__Requirements__: Repeat every entry word for word, skipping the pictures.

-- START --

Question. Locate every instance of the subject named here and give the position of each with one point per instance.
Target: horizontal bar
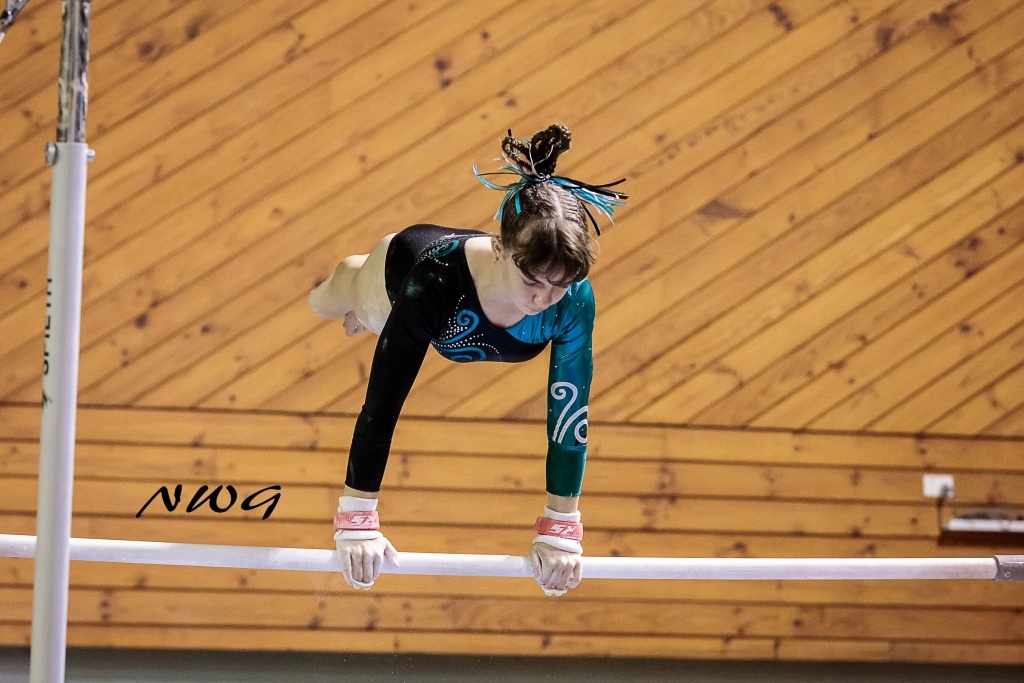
(249, 557)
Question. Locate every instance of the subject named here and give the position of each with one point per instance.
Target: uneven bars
(1000, 567)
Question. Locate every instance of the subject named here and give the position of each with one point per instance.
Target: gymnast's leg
(354, 291)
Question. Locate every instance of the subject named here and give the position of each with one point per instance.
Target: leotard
(434, 303)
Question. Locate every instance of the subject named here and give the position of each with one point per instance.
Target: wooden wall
(812, 299)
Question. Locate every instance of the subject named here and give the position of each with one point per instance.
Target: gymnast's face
(529, 294)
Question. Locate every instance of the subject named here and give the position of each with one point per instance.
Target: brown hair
(548, 236)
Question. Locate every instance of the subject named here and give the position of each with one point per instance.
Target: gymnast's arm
(554, 555)
(402, 344)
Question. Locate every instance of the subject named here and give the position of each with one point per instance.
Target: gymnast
(475, 296)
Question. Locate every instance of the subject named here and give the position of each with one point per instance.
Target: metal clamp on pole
(9, 13)
(1010, 567)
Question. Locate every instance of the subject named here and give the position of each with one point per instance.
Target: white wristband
(567, 545)
(353, 504)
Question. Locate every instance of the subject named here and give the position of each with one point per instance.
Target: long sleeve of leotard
(415, 318)
(569, 378)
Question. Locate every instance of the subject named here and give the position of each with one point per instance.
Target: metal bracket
(1010, 567)
(7, 15)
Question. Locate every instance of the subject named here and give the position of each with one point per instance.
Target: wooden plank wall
(812, 298)
(651, 492)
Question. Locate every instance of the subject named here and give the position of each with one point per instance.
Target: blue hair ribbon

-- END --

__Answer__:
Question. Locate every instance of the subject named here and give the position of each with one point per instance.
Target: horizontal bar
(249, 557)
Question. Locate every instance of the subject named here and give the position of each with one point per instance.
Target: uneven bars
(1000, 567)
Question. Locate every instance of the subject named here and give the position of each with one point per instance.
Target: gymnast's leg
(354, 291)
Question. Locate every instance of the subject named here and give the position of each with one point per instance.
Target: leotard
(434, 303)
Question. Locate every instance of the subject named here and give the position of each with one point per instance.
Target: wooden wall
(812, 299)
Question. Locate every instance of the subject named here and give the position of each with one point per instance.
Target: gymnast's face
(529, 294)
Question. Locate every instance of the subject named here and give the position of each with one point per instance.
Target: brown hair
(548, 236)
Question. Locate every instance of the subject named here and give the position of each with one point per instance.
Target: gymnast's arm
(554, 555)
(402, 344)
Question. Locate every instance of the subject named here and give the position of each with one point per instance.
Target: gymnast
(475, 296)
Question. Locate every instance of the subject named here and give the position of each with one point per instance.
Target: metal clamp on pole
(9, 13)
(1010, 567)
Question. Locate every instance of the subject named here and give the position of each with one point per instance.
Target: white wristband
(567, 545)
(353, 504)
Question. Locate every instance of the subject named here and give the position of each with one point per instance.
Target: long sleeve of leotard
(415, 318)
(569, 378)
Question. Locate every instance of the subject named here and give the position of each with one point per instance.
Target: metal bracket
(1010, 567)
(7, 15)
Question. Locate every instance of the subject named here and give the position of each with one point per instance.
Target: wooden plank wall
(812, 298)
(651, 492)
Question. Locate every instance of the subject named here and give the position of each with one point per instance.
Target: blue hair ribbon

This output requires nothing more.